**ARTICLE**
I've just finished rereading J.G. Farrell's The Siege of Krishnapur (having reread Troubles shortly before my retirement). The Siege was every bit as good as I remember from my first reading, and, if anything, even funnier. It has all the virtues of Farrell at his best – the brilliant organisation of narrative and character, the unfailing light touch, the humour, the cool but indulgent eye for absurdity and self-delusion – and it adds up to at least as great an achievement as Troubles. As a review of the time said, 'For a novel to be witty is one thing, to tell a good story is another, to be serious is yet another, but to be all three together is surely enough to make it a masterpiece' – and, for a wonder, The Siege of Krishnapur won the Booker Prize in 1973.
The edition I read, a Weidenfeld & Nicolson paperback, comes complete with several pages of Reading Group Notes, including a couple of brief synopses which get no further than the opening pages (as far as reading group members are likely to read?) – and a peculiarly deadening list of points For Discussion, e.g.

**RECORDS**

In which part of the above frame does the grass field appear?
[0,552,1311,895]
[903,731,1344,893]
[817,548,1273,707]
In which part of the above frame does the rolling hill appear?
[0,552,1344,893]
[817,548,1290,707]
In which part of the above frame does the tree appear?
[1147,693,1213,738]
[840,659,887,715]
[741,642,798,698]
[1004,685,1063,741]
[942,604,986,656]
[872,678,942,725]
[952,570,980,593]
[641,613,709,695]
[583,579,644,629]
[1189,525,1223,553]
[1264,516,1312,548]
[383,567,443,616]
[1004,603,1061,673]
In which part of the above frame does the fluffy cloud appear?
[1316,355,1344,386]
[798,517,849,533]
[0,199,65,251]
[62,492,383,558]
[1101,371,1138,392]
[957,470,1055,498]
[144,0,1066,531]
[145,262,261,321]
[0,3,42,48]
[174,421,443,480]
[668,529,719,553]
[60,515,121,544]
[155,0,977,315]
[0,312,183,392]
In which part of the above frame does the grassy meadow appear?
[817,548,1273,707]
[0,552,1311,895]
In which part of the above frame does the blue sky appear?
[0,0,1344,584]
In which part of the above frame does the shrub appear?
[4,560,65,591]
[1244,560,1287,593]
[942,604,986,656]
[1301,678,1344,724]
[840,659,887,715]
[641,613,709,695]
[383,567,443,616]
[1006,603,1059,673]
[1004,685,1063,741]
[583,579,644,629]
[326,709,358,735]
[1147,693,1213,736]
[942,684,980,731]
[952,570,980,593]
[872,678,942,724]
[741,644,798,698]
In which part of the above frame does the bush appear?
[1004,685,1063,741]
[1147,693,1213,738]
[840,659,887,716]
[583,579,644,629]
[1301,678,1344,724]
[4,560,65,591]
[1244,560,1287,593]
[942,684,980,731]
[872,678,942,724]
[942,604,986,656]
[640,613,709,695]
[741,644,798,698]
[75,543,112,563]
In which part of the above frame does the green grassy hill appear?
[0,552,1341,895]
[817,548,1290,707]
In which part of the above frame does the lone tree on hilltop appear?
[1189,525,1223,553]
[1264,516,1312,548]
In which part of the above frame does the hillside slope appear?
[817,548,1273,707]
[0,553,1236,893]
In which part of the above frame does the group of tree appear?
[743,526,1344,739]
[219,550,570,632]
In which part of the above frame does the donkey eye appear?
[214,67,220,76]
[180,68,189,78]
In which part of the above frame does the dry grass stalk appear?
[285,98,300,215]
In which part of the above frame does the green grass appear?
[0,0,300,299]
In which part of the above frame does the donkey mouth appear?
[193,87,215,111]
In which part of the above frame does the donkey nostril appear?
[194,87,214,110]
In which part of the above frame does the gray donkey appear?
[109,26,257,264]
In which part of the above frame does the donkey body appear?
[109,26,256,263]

**WRITTEN REQUEST**
Reproduce verbatim the passage of the post on The Siege of Krishnapur from "I've just finished" to "Prize in 1973.".

**THE REPLY**
I've just finished rereading J.G. Farrell's The Siege of Krishnapur (having reread Troubles shortly before my retirement). The Siege was every bit as good as I remember from my first reading, and, if anything, even funnier. It has all the virtues of Farrell at his best – the brilliant organisation of narrative and character, the unfailing light touch, the humour, the cool but indulgent eye for absurdity and self-delusion – and it adds up to at least as great an achievement as Troubles. As a review of the time said, 'For a novel to be witty is one thing, to tell a good story is another, to be serious is yet another, but to be all three together is surely enough to make it a masterpiece' – and, for a wonder, The Siege of Krishnapur won the Booker Prize in 1973.